THE DATA.
[Start of section]

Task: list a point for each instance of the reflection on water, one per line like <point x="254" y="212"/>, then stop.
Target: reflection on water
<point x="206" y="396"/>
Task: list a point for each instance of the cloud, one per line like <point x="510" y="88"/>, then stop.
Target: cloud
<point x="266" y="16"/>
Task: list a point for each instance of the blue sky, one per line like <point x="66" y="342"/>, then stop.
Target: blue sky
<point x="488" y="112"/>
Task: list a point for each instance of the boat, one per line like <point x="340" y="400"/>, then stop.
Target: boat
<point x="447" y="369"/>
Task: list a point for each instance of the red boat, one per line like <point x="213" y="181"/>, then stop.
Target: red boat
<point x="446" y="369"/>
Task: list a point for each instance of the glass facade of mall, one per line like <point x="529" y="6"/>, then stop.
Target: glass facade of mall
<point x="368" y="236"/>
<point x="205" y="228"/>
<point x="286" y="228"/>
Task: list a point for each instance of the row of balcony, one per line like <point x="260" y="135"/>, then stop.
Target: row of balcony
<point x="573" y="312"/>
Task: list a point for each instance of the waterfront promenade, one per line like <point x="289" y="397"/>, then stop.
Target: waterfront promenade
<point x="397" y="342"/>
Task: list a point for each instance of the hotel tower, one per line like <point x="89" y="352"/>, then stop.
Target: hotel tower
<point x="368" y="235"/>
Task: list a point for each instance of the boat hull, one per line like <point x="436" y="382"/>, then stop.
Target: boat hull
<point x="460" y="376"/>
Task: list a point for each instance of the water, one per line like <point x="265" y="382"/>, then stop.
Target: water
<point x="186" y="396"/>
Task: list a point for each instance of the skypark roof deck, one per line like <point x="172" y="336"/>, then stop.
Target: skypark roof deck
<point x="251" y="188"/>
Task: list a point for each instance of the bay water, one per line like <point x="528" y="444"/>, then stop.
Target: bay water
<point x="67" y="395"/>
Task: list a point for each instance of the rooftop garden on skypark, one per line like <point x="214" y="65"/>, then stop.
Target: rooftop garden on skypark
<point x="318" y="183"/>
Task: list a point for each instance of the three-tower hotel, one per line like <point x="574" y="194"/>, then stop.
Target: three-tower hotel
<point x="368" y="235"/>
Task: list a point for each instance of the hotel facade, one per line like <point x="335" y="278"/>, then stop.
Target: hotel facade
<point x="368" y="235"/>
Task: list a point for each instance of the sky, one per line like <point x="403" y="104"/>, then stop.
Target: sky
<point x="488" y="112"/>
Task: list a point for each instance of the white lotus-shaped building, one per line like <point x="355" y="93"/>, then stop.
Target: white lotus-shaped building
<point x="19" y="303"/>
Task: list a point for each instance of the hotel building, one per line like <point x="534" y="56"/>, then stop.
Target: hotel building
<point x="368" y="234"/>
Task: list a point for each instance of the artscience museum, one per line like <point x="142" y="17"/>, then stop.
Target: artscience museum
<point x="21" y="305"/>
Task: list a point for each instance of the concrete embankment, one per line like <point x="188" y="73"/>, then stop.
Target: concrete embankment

[End of section]

YOUR TASK.
A verbatim restatement of all the entries above is required.

WRITTEN SOLUTION.
Task: list a point for each instance of the reflection on water, one per line like <point x="254" y="212"/>, then stop.
Target: reflection on water
<point x="206" y="396"/>
Task: list a point for each instance of the cloud, one per line like <point x="510" y="88"/>, then stop.
Target: cloud
<point x="266" y="16"/>
Task: list a point for each instance of the blue sky, one per line like <point x="66" y="342"/>, then stop.
Target: blue sky
<point x="488" y="112"/>
Task: list a point for each instance of the boat, one per line like <point x="340" y="400"/>, then stop.
Target: boat
<point x="447" y="369"/>
Task: list a point for each instance of the red boat, one per line like <point x="213" y="181"/>, then stop.
Target: red boat
<point x="446" y="369"/>
Task: list a point for each instance of the glass facade of mall, one per line like <point x="529" y="6"/>, then stop.
Target: glass facade of mall
<point x="368" y="236"/>
<point x="205" y="228"/>
<point x="286" y="228"/>
Task: list a point for each instance of the row of balcony, one per line like <point x="260" y="135"/>, then stop.
Target: row of balcony
<point x="573" y="312"/>
Task: list a point for each instance of the waterfront promenade, one per line like <point x="289" y="397"/>, then stop.
Target: waterfront promenade
<point x="397" y="342"/>
Task: list a point for each instance of the hotel tower, one per line like <point x="89" y="352"/>, then stop.
Target: hotel tower
<point x="368" y="235"/>
Task: list a point for each instance of the boat hull, one per line like <point x="436" y="382"/>, then stop.
Target: boat hull
<point x="460" y="376"/>
Task: list a point for each instance of the water, one per line like <point x="265" y="382"/>, then stop.
Target: water
<point x="186" y="396"/>
Task: list a point for each instance of the skypark roof deck, one per line like <point x="172" y="336"/>, then stop.
Target: skypark roof deck
<point x="251" y="188"/>
Task: list a point for each instance of the bay water, one per line like <point x="528" y="444"/>, then stop.
Target: bay water
<point x="67" y="395"/>
Task: list a point for each instance of the rooftop garden on skypark, one per line like <point x="214" y="65"/>, then stop.
Target: rooftop garden on skypark
<point x="318" y="183"/>
Task: list a point for each instance of the three-tower hotel, one per line like <point x="574" y="194"/>, then stop.
Target: three-tower hotel
<point x="368" y="235"/>
Task: list a point for each instance of the hotel facade, one per line like <point x="335" y="278"/>, then stop.
Target: hotel facade
<point x="368" y="235"/>
Task: list a point for each instance of the sky, one per line like <point x="403" y="104"/>, then stop.
Target: sky
<point x="488" y="112"/>
Task: list a point for each instance of the white lotus-shaped building, one per line like <point x="355" y="93"/>, then stop.
Target: white lotus-shaped building
<point x="19" y="303"/>
Task: list a point for each instance of the hotel building, one per line like <point x="534" y="56"/>, then stop.
Target: hotel building
<point x="368" y="234"/>
Task: list a point for each instance of the artscience museum, one per line like <point x="142" y="17"/>, then stop.
Target: artscience museum
<point x="21" y="305"/>
Task: list a point for each instance of the concrete embankment, one per line like <point x="188" y="73"/>, then stop.
Target: concrete embankment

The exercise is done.